DIRECTION A: Quote the passage below on China and foreign ideas, from "Behind the book" up to and including "to take hold.".

What she also concedes is that a tension always existed between the reluctance of the emperors to allow foreign ideas undue influence (because they might undermine their own authority), and the enthusiasm of the merchants, intellectuals and diplomats for foreign goods and foreign ideas in virtually every historical period.
As for the situation at present, according to Professor Waley-Cohen little has changed. The view that China remains obstinately opposed to ideas emanating from outside its borders -- on, for instance, the question of human rights as defined by the West -- she argues is a continuation of the ancient misunderstanding of China in foreign minds.
And just as the belief that China was locked in a trance of its own making had its uses in justifying attempts to dominate and coerce Beijing with unequal treaties and demands for exorbitant reparations in the past, so today the idea is valuable to American politicians in their efforts to pressurize China into joining a world-order led by the US, and organized to a considerable extent to Washington's advantage.
Behind the book lies the awareness that China was a great power before most other nations had emerged as states at all, and the belief that before long it will regain that status.
The author is everywhere conscious of China's extraordinary achievements over a long period of time, and of the wrongs it suffered at the hands of the West in the last 150 years.
Half the book deals with this later period, a time when the idea that China was "closed" and had to be forced to "open up" began to take hold.
Events that had a baleful influence on Chinese-foreigner relations, such as the importing of opium by the British to pay for their extensive purchases of Chinese tea, the forceful annexation of Hong Kong after the dispute over the same drug trade, and then the specifically anti-foreigner Boxer movement, all take their place in the narrative.
Incidentally, the eighteenth century Enlightenment had by contrast been a period of considerable enthusiasm for things Chinese, with progressive thinkers such as Voltaire thinking highly of a society that was perceived as being essentially rational and secular, in contrast to the priest-dominated, backward-looking Europe of the ancient regime.

EXERCISE MATERIAL:
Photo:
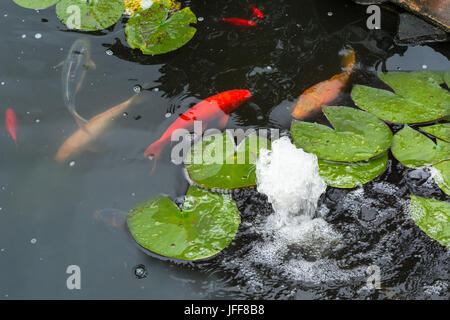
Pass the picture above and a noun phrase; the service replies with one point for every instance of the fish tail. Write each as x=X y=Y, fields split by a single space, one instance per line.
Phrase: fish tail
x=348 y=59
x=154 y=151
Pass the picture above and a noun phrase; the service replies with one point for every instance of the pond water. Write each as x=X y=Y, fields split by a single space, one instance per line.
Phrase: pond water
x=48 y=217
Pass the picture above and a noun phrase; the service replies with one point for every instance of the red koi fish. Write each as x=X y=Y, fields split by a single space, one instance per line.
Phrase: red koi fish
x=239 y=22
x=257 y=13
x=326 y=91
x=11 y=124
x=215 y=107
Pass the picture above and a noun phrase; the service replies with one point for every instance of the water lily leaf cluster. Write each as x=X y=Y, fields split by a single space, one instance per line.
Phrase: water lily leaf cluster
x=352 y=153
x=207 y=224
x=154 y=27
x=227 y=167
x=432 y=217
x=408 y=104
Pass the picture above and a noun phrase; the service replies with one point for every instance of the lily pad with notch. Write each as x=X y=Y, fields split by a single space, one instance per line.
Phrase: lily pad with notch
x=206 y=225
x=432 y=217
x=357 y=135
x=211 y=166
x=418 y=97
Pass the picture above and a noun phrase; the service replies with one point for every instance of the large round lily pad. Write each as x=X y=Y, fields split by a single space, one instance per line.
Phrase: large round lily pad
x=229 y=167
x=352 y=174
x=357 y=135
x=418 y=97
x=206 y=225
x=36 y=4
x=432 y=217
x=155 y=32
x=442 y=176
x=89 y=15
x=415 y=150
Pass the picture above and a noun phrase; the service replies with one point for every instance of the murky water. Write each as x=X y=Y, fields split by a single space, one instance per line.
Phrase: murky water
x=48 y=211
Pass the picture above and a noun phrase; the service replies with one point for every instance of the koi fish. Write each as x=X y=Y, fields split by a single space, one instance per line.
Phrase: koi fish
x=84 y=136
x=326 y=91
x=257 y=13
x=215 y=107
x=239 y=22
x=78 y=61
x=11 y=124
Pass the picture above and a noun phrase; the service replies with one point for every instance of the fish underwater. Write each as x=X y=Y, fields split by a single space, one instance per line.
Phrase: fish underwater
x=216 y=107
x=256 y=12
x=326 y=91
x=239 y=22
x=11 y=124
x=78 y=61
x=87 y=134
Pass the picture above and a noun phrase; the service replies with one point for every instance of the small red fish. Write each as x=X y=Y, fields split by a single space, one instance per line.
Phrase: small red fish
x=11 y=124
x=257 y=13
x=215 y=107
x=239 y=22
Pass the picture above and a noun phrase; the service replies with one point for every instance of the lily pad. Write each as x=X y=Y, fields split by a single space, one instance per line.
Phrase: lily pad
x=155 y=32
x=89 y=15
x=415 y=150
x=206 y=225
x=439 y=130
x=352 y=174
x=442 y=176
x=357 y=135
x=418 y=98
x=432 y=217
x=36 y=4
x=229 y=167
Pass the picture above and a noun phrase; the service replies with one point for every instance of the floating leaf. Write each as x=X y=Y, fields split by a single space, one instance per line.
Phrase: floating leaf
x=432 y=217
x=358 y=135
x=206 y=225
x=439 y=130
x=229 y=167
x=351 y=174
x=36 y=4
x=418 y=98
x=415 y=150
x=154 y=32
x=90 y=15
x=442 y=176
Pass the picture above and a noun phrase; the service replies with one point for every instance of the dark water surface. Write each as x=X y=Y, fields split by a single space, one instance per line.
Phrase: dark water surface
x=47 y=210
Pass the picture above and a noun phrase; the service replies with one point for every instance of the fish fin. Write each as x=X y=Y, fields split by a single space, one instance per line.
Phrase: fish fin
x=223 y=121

DIRECTION B: Print the entries above exactly, from the line with "the lily pad." up to and including the final line of the entries.

OUTPUT A:
Behind the book lies the awareness that China was a great power before most other nations had emerged as states at all, and the belief that before long it will regain that status.
The author is everywhere conscious of China's extraordinary achievements over a long period of time, and of the wrongs it suffered at the hands of the West in the last 150 years.
Half the book deals with this later period, a time when the idea that China was "closed" and had to be forced to "open up" began to take hold.

OUTPUT B:
Pass the picture above and a noun phrase; the service replies with one point for every instance of the lily pad. Write each as x=X y=Y, fields split by a single space, one instance per line.
Phrase: lily pad
x=155 y=32
x=89 y=15
x=415 y=150
x=206 y=225
x=439 y=130
x=352 y=174
x=442 y=176
x=357 y=135
x=418 y=98
x=432 y=217
x=36 y=4
x=229 y=167
Pass the picture above and a noun phrase; the service replies with one point for every instance of the floating leaf. Write each as x=X y=Y, fields split by a single space, one instance per line.
Phrase: floating leaf
x=432 y=217
x=358 y=135
x=206 y=225
x=439 y=130
x=229 y=167
x=351 y=174
x=36 y=4
x=418 y=98
x=415 y=150
x=154 y=32
x=90 y=15
x=442 y=176
Pass the picture above and a noun phrase; the service replies with one point for every instance of the dark water surface. Write each as x=X y=Y, fields split by a single space, one instance per line.
Phrase: dark water surface
x=47 y=210
Pass the picture above and a noun phrase; the service replies with one point for every instance of the fish fin. Write each as x=X y=Y, fields split by a single space, one instance per line.
Phrase: fish fin
x=223 y=121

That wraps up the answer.